(Dataset excerpts on pointing at objects)

.....

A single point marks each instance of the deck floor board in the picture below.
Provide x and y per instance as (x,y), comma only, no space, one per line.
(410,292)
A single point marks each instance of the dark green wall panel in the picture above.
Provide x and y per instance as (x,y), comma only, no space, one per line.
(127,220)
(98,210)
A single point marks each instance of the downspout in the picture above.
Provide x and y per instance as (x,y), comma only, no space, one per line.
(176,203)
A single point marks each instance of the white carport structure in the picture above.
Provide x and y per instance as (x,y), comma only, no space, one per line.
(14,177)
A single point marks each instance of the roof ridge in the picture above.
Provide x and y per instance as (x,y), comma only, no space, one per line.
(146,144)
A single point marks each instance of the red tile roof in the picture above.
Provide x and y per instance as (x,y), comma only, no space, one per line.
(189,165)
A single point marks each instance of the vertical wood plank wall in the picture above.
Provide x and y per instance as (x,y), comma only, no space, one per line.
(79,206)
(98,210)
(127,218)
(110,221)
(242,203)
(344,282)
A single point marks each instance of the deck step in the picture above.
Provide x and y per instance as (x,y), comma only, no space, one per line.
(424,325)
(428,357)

.....

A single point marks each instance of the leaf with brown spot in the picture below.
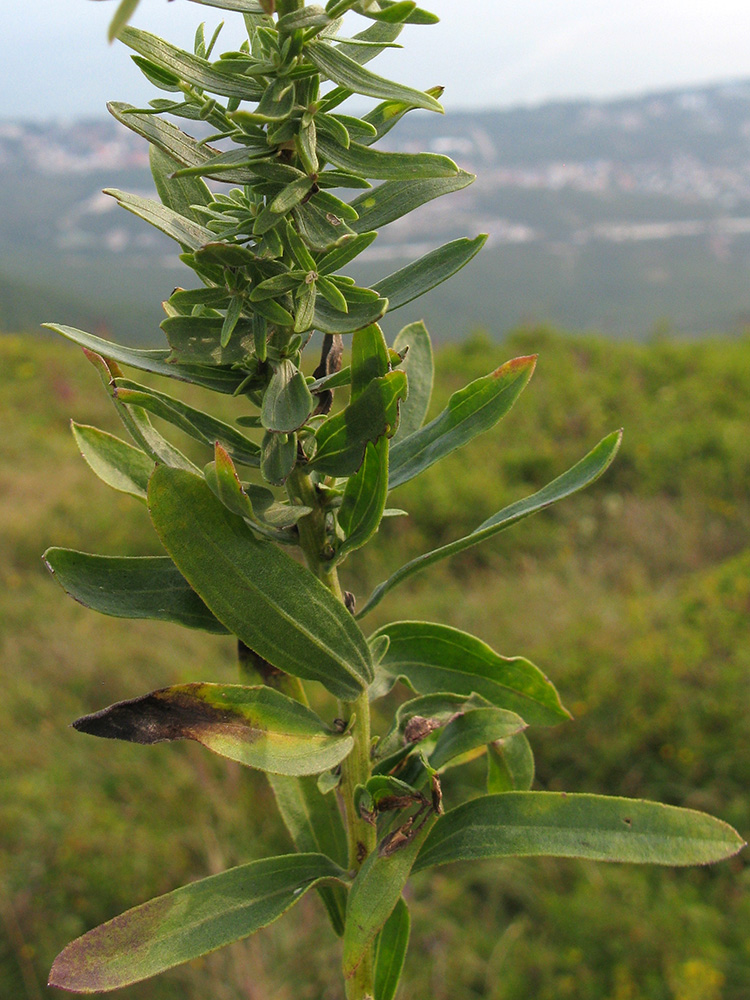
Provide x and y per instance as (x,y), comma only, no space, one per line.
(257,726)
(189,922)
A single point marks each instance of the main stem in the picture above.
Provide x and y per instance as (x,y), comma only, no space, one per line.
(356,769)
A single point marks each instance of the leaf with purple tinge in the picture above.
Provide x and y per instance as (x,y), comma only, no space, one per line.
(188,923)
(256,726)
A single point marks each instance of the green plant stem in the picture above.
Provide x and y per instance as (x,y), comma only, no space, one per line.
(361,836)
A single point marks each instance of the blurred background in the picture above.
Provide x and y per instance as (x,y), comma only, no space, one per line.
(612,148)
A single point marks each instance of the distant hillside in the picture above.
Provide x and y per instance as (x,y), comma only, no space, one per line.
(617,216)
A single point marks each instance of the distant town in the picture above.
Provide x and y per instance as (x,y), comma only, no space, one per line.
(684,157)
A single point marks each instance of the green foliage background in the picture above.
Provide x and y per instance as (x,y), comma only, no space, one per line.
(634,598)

.....

--- Direction ---
List every line in the records above that contains the word "with".

--- Solution ---
A single point marks each instance of the leaf with brown spot in the picture below.
A single point marks each instance of the leaf with purple tinge in the picture above.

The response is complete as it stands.